* Task directions: Rewrite the lines below, changing each "Please examine the image" to "Please inspect the image" and leaving everything else as it is. Omit the pictures from your version.

* Material to process:

━━━━━━━━━━━━━━━━

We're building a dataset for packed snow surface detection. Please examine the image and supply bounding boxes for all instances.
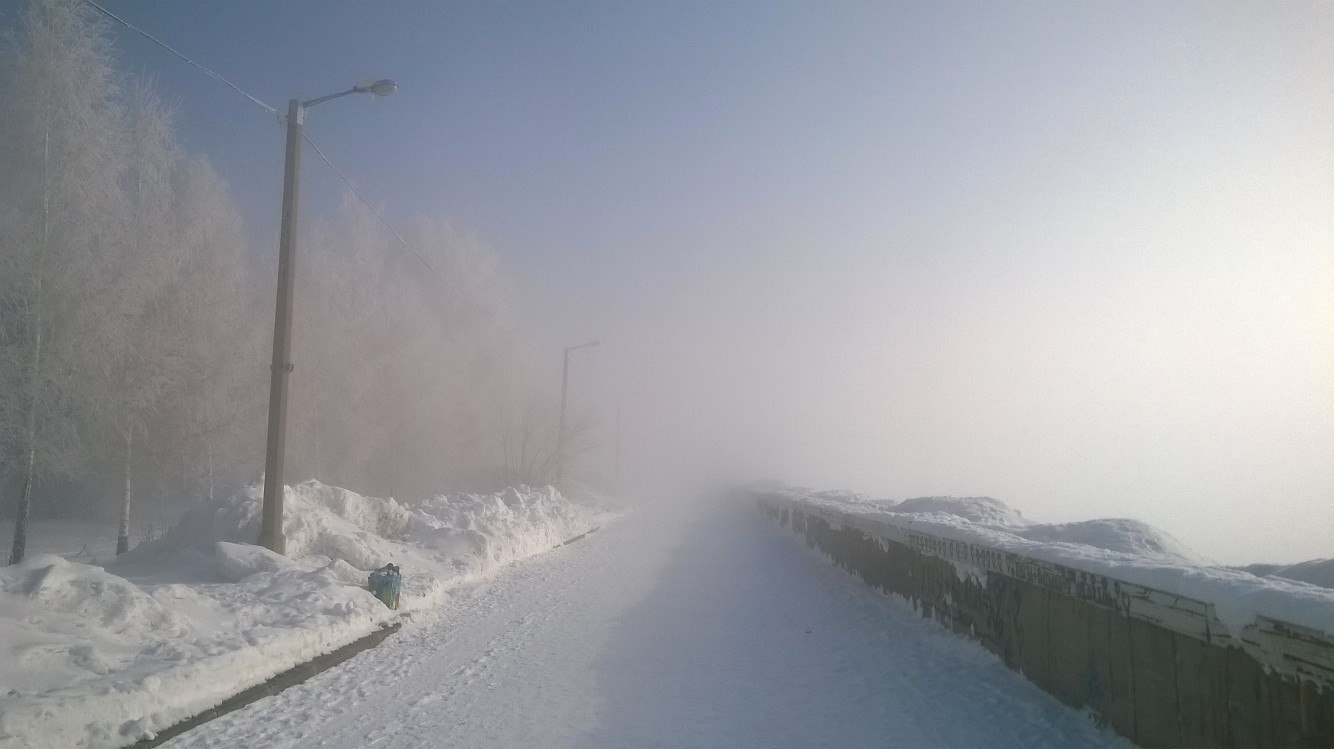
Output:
[770,489,1334,637]
[0,481,598,748]
[167,497,1129,749]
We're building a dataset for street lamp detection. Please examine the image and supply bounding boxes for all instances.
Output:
[556,340,598,485]
[259,79,399,554]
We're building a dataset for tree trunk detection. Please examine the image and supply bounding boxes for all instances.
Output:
[9,127,51,565]
[116,431,135,554]
[204,441,213,506]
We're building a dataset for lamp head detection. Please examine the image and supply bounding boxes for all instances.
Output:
[371,77,399,96]
[352,77,399,96]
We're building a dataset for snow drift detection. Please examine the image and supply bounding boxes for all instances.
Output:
[767,489,1334,637]
[0,481,596,748]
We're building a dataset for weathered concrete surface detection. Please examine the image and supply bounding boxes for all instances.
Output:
[755,494,1334,748]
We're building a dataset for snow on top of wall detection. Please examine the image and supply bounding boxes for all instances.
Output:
[1242,558,1334,587]
[782,490,1334,637]
[1014,518,1213,565]
[884,497,1030,527]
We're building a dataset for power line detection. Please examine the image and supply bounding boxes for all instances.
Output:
[301,131,468,302]
[83,0,467,300]
[84,0,281,116]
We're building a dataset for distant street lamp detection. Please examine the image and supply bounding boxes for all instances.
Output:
[556,340,598,485]
[259,79,399,554]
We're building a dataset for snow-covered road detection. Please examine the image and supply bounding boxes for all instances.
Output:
[168,493,1126,748]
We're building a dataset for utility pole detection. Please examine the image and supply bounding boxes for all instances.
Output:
[259,79,399,554]
[259,99,305,554]
[556,340,598,487]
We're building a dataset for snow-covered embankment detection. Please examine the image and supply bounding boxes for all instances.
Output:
[0,481,599,748]
[752,489,1334,746]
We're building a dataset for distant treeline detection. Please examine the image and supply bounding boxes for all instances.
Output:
[0,0,587,562]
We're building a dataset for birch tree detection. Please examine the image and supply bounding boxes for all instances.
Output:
[0,0,124,562]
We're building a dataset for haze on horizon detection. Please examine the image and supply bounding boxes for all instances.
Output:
[33,0,1334,563]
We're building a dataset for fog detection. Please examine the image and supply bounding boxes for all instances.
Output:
[0,1,1334,563]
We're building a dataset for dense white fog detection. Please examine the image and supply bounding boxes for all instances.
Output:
[0,0,1334,563]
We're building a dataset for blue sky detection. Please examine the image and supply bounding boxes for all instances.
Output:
[20,0,1334,561]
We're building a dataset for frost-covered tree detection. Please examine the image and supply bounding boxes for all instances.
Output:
[89,84,180,554]
[0,0,125,562]
[288,204,541,497]
[149,160,268,501]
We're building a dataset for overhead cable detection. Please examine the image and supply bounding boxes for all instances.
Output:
[301,131,467,300]
[83,0,281,116]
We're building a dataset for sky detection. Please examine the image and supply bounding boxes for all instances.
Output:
[13,0,1334,562]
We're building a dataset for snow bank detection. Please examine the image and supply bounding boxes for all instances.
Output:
[0,481,595,748]
[763,490,1334,638]
[886,497,1029,527]
[1242,558,1334,587]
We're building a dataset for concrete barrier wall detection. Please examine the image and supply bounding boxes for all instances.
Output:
[755,493,1334,748]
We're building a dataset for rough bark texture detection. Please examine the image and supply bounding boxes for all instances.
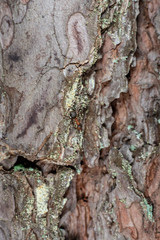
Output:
[0,0,160,240]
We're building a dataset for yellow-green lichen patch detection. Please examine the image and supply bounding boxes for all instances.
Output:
[36,183,49,217]
[65,78,80,110]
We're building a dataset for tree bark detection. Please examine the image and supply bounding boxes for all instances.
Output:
[0,0,160,240]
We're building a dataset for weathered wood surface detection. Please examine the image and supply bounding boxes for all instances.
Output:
[0,0,160,240]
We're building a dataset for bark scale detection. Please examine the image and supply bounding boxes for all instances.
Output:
[0,0,160,240]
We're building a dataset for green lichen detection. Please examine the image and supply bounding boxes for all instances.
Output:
[140,198,154,222]
[122,158,133,181]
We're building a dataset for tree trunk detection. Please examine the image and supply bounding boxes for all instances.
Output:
[0,0,160,240]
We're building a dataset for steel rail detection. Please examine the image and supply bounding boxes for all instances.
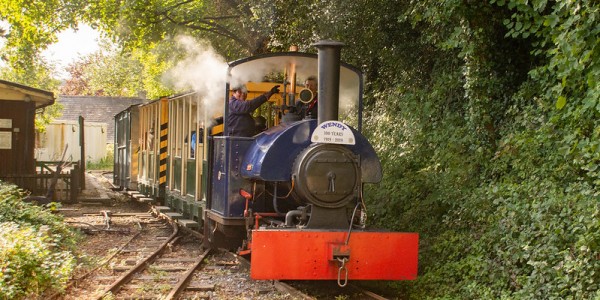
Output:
[164,249,210,300]
[96,222,179,300]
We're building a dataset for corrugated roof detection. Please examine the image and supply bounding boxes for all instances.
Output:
[58,95,144,143]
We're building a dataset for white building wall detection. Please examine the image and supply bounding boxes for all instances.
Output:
[35,120,112,163]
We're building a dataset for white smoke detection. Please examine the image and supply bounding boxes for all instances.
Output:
[163,36,228,116]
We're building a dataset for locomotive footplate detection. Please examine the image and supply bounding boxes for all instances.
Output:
[250,229,419,282]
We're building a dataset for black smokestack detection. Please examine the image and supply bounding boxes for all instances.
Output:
[313,40,344,124]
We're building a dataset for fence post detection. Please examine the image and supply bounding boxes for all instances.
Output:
[79,116,85,190]
[69,164,81,203]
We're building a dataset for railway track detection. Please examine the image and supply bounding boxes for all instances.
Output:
[55,184,394,300]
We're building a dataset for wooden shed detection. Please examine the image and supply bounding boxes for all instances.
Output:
[0,80,55,176]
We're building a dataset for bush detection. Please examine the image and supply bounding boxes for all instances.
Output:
[0,182,78,299]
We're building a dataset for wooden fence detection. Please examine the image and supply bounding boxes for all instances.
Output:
[0,161,82,203]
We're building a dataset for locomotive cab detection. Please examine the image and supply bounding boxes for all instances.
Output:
[204,41,418,285]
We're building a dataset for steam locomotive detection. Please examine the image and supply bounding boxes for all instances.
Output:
[114,41,418,286]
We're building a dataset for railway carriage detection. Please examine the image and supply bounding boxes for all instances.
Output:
[115,41,418,286]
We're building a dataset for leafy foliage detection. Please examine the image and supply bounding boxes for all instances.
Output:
[0,182,78,299]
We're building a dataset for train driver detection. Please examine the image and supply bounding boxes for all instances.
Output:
[227,85,279,136]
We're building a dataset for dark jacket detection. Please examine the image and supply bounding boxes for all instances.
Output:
[227,93,271,136]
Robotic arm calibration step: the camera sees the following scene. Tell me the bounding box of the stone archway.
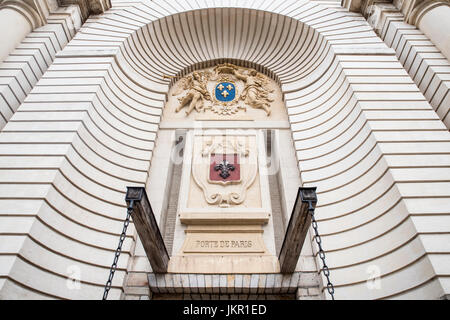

━━━━━━━━━━━━━━━━

* Solution for this task:
We're building a dataset for packed snow surface detection. Please inspect the image and supply bounding boxes for all instances.
Output:
[770,489,1334,637]
[0,481,598,748]
[167,497,1129,749]
We're building a dataset for street lamp detection. Please inspect the image and supply bounding boxes for all instances.
Output:
[556,340,598,485]
[259,79,399,554]
We're building a dataset for tree trunk detection. Please inspect the image and supply bounding boxes for all instances.
Output:
[9,127,51,565]
[116,431,135,554]
[204,441,213,506]
We're building a dataset for lamp head detection. Please inspect the image and supply bounding boxes for all instances.
Output:
[371,77,399,96]
[352,77,399,96]
We're building a dataset for snow drift detection. Please inspect the image and supply bounding boxes for all instances.
Output:
[767,489,1334,637]
[0,481,596,748]
We're building a dataset for weathered concrete surface detection. Please inspect the image and supply bounding boxes for all instances.
Output:
[755,494,1334,748]
We're building a dataset for snow on top of wall detection. Please inspect the image and supply bounding boxes for all instances.
Output:
[1242,558,1334,587]
[782,490,1334,637]
[1014,518,1213,565]
[884,497,1030,527]
We're building a dataset for power line detection. Please inspect the image and supply bounding boxes for all instances.
Output:
[301,131,468,302]
[83,0,467,300]
[84,0,281,116]
We're building a dataset for distant street lamp detection. Please inspect the image and supply bounding boxes for all instances.
Output:
[556,340,598,485]
[259,79,399,554]
We're building a dataset for snow-covered road detection. Please inspect the image and supply bounding boxes for all instances.
Output:
[168,493,1126,748]
We're building a dataset for utility pole detection. Please inspect the image and supply bounding boxes for all instances.
Output:
[259,79,399,554]
[259,99,305,554]
[556,340,598,487]
We're building a dataset for snow-covered embankment detection. Please inspect the image and supply bounding boxes for all instances.
Output:
[0,481,599,748]
[752,489,1334,746]
We're building a dataset for distant treeline detection. Please inspect the image and supply bounding boxes for all instances.
Output:
[0,0,587,562]
We're building a dataset for birch tree detection. Please inspect the image and supply bounding boxes for all instances.
Output:
[0,0,124,562]
We're building a dataset for haze on horizon detection. Please inspect the image and supply bounding boxes for all instances.
Output:
[33,0,1334,563]
We're building a dataset for fog detection. Please inspect the image and supply bounding boxes for all instances.
Output:
[0,1,1334,563]
We're building a dataset for dense white fog detection. Please inspect the image and supply bounding boxes for all instances.
Output:
[0,0,1334,563]
We're building a dataset for blue sky detection. Please inspect the image and supply bounding boxes for all instances.
Output:
[20,0,1334,561]
We're building a dataset for frost-covered tree detection. Please inspect the image and supply bounding boxes for all instances.
Output:
[89,84,180,554]
[0,0,125,562]
[288,204,541,497]
[149,160,268,501]
We're building a dataset for overhead cable detection. Please inspect the image and supply bounding boxes for all instances.
Output:
[301,131,467,300]
[83,0,281,116]
We're building a dataset for sky detection. Please inspect the image and supply bounding boxes for all instances.
Output:
[13,0,1334,562]
We're building a dataset for snow bank detection. Please inspect the image and supply bounding boxes for all instances.
Output:
[0,481,595,748]
[763,490,1334,638]
[886,497,1029,527]
[1242,558,1334,587]
We're building a dataset for concrete barrier wall detection. Please inspect the image and supply bounding boxes for all instances.
Output:
[755,493,1334,748]
We're building a dataset for rough bark texture detection. Please inspect the image and supply bounding boxes for all instances.
Output:
[0,0,160,240]
We're building a dataset for yellow-green lichen patch detection. Please inspect the image and supply bounding boxes for all instances.
Output:
[36,183,49,217]
[65,78,80,110]
We're building a dataset for tree bark detection. Please inspect the image and supply bounding boxes for all instances.
Output:
[0,0,160,240]
We're building a dataset for weathered wood surface detection. Please inspect the image and supply bounding boxes for all instances.
Output:
[0,0,160,240]
We're building a dataset for bark scale detection. Please inspect the image and supply bounding boxes for all instances.
Output:
[0,0,160,240]
We're building a dataset for green lichen detection. Please inspect the image and supply bounding boxes for all instances.
Output:
[140,198,154,222]
[122,158,133,181]
We're building a dataset for tree trunk detection. Please inspect the image and supply bounding boxes for all instances.
Output:
[0,0,160,240]
We're building a dataset for steel rail detection. Please inspect the image and supply bounding boxes for all instances.
Output:
[164,249,210,300]
[96,222,179,300]
We're building a dataset for corrugated roof detection. Please inspect the image and supply bounding boxes for all instances.
Output:
[58,95,144,143]
We're building a dataset for white building wall detection. Please inspect the image and supply bounding boxes for all instances.
Output:
[35,120,112,163]
We're building a dataset for white smoke detection. Please inspect the image and supply bounding boxes for all instances.
Output:
[163,36,228,116]
We're building a dataset for locomotive footplate detection. Please inspect the image and supply bounding boxes for all instances.
Output:
[250,229,419,282]
We're building a dataset for black smokestack detection. Please inspect the image and supply bounding boxes for all instances.
Output:
[313,40,344,124]
We're building a dataset for fence post detection. Please inspect the image and supply bounding boxes for all instances.
Output:
[79,116,85,190]
[69,164,81,203]
We're building a dataset for railway track detection. Please inspect the image and supply bounding boxes for all instances.
Output:
[55,184,394,300]
We're building a dataset for wooden shed detection. Please inspect the image and supply bounding boxes for all instances.
Output:
[0,80,55,176]
We're building a dataset for bush detection. Please inspect the image and supply bounding boxes for all instances.
Output:
[0,182,78,299]
We're building a dataset for wooden fence detection. Please inspect the image and supply bounding boxes for all instances.
Output:
[0,161,82,203]
We're building a dataset for locomotive cab detection. Please inspect the image and supply bounding boxes for all instances.
Output:
[204,41,418,285]
We're building a dataset for steam locomotive detection. Please inspect the image and supply bounding boxes for all instances.
Output:
[114,41,418,286]
We're building a dataset for railway carriage detection. Please inspect the image and supply bounding boxes for all instances.
Output:
[115,41,418,286]
We're building a dataset for leafy foliage detection. Please inspect the image and supply bounding boxes for all instances.
Output:
[0,182,78,299]
We're building a dataset for train driver detection. Please inspect the image and supply bounding boxes for all instances.
Output:
[227,85,279,136]
We're building a dataset for dark jacket detection. Please inspect the image and supply bounding boxes for all instances.
Output:
[227,93,271,136]
Robotic arm calibration step: the camera sees the following scene. Tell me the bounding box of the stone archway.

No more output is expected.